**Exercise brief:** From the listing that follows, extract every line and set it down unaltered.
- - - - - - -
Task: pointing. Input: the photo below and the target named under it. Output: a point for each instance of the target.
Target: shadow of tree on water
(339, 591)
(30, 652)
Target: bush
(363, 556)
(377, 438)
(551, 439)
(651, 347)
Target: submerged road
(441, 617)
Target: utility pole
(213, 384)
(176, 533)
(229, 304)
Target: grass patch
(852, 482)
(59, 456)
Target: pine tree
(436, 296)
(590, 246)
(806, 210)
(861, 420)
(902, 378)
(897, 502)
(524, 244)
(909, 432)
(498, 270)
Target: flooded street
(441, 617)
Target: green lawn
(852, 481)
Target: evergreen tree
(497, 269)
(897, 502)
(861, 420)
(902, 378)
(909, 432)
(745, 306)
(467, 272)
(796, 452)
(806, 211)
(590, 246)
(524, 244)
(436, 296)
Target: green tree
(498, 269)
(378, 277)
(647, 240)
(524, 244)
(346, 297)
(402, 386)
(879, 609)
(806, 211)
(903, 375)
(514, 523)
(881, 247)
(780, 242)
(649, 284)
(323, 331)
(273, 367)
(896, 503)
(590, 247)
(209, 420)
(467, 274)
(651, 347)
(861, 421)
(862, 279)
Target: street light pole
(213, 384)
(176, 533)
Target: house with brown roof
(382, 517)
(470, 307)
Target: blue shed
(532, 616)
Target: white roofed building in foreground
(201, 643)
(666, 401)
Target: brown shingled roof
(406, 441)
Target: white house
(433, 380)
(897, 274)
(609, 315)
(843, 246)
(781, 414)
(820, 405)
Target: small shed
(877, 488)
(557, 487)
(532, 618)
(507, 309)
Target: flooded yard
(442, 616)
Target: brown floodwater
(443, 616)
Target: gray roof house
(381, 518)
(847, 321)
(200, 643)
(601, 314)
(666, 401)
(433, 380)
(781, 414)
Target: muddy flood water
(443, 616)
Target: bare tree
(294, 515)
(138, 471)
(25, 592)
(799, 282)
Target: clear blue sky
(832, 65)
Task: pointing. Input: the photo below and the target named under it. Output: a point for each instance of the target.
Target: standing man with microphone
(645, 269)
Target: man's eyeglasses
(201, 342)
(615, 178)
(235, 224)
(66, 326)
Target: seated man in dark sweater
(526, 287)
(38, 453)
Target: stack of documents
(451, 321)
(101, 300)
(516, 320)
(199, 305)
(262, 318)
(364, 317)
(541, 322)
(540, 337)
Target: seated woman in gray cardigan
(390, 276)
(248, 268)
- - - - - - -
**Reply:**
Task: pointing. Input: the photo below and the target named under it. Output: a point for each instance of the target.
Target: shadow of tree on water
(339, 591)
(30, 652)
Target: bush
(363, 556)
(377, 438)
(551, 439)
(651, 347)
Target: submerged road
(441, 617)
Target: utility pole
(213, 384)
(176, 533)
(229, 304)
Target: grass patch
(852, 482)
(59, 456)
Target: pine tree
(436, 296)
(590, 246)
(806, 210)
(861, 420)
(902, 378)
(897, 502)
(524, 244)
(909, 432)
(498, 270)
Target: flooded street
(441, 617)
Target: green lawn
(852, 481)
Target: evergreen tree
(497, 269)
(897, 502)
(861, 420)
(902, 378)
(909, 432)
(745, 306)
(467, 272)
(796, 452)
(806, 211)
(590, 246)
(524, 244)
(436, 296)
Target: green tree
(498, 269)
(378, 277)
(647, 240)
(524, 244)
(346, 297)
(402, 386)
(879, 609)
(806, 211)
(903, 375)
(514, 523)
(881, 247)
(780, 242)
(649, 284)
(323, 331)
(273, 367)
(896, 503)
(590, 247)
(209, 420)
(467, 274)
(651, 347)
(861, 421)
(862, 279)
Target: street light pole
(213, 384)
(176, 533)
Target: house with brown roof
(382, 517)
(470, 307)
Target: blue shed
(532, 616)
Target: white roofed building in foreground
(201, 643)
(666, 401)
Target: brown shingled roof
(406, 441)
Target: white house
(433, 380)
(897, 274)
(609, 315)
(843, 246)
(781, 414)
(820, 405)
Target: small shed
(877, 488)
(557, 487)
(532, 618)
(507, 309)
Target: flooded yard
(442, 616)
Target: brown floodwater
(443, 616)
Target: gray roof house
(381, 518)
(847, 321)
(200, 643)
(601, 314)
(666, 401)
(433, 380)
(781, 414)
Target: muddy flood water
(443, 616)
Target: bare tree
(294, 515)
(138, 471)
(25, 592)
(799, 282)
Target: clear blue sky
(832, 65)
Task: pointing. Input: the photo below and the target named under it. Output: a point for each instance of the target.
Target: standing man with microphone
(645, 269)
Target: man's eyeglasses
(201, 342)
(615, 178)
(235, 224)
(66, 326)
Target: seated man in dark sweater
(526, 287)
(38, 453)
Target: stack of documents
(451, 321)
(101, 300)
(516, 320)
(199, 305)
(262, 318)
(364, 317)
(541, 322)
(540, 337)
Target: seated woman in gray cardigan
(390, 276)
(248, 268)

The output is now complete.